## WHAT TO DO
- a) According to the child-care passage, what is the only purpose clothing should serve?
- b) Return the part of the child-care passage between "The child, therefore, is" and "whom she imitates.", inclusive.
- c) Translate this sentence from the child-care passage into Spanish: "The child's taste or desire for certain things cannot be trusted."

## EXTRACT TO READ

The child, therefore, is made to suffer merely that it may please a proud mother and conform to an ignorant custom a thousand years old.
The only purpose clothing should serve is bodily warmth; when it is made the instrument of painful decoration it is serving the same purpose as rings in the ears and bells on the toes, and the mind of the mother who thus afflicts her child is in the same class as that of the ignorant barbarian whom she imitates.
Infants should be put in short skirts, attached to bodies suspended from the shoulders; everything should be made to contribute to comfort. This is a duty we owe to the little one whose only way of protesting against our cruelty is to kick and cry.
While the baby is under the care of the mother or nurse its diet can be and is usually controlled—it is after it is walking and talking that what it eats so completely governs its health.
Children are naturally healthier than their parents. The trend of Nature is upward toward higher and higher forms of life, therefore, if the principle of natural evolution were not in some way interfered with, babies, with very few exceptions, would be perfectly healthy and their comparative death rate would be lower than among adults.
The child's taste or desire for certain things cannot be trusted. All children crave sweets, yet their bodies can only use and dispose of a limited amount. Every pennyweight of sugar taken in excess of that which is needed becomes a source of trouble.
Cheap confections, especially "penny suckers" and all that class of things, should be prohibited by law. From long experience we are justified in saying that cheap confections and over-eating of sweets are the most prolific causes of children's diseases. These things may not be the direct cause, but when disease appears and attacks the little body it has no power of resistance and the child succumbs.
The craving of sweets can be satisfied by natural things such as dates, figs or raisins, and now and then a little pure maple sugar or a pure home-made confection, but these should be administered sparingly and governed by the amount of open air exercise, temperature of the atmosphere and the mother's good judgment.
The child's bed-room should be kept thoroughly ventilated, cold and crisp even in winter, care being exercised that the little one does not become uncovered and exposed.

## Saved data entries
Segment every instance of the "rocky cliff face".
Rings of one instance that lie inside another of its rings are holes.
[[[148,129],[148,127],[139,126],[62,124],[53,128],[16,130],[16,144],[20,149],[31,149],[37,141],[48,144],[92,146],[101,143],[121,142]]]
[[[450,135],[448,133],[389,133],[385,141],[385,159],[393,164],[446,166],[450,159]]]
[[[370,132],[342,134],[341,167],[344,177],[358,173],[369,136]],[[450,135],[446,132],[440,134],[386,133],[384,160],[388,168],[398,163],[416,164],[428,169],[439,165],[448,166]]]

## OUTPUTS FOR THE TASKS
- a) Bodily warmth.

- b)
The child, therefore, is made to suffer merely that it may please a proud mother and conform to an ignorant custom a thousand years old.
The only purpose clothing should serve is bodily warmth; when it is made the instrument of painful decoration it is serving the same purpose as rings in the ears and bells on the toes, and the mind of the mother who thus afflicts her child is in the same class as that of the ignorant barbarian whom she imitates.

- c) No se puede confiar en el gusto ni en el deseo del niño por ciertas cosas.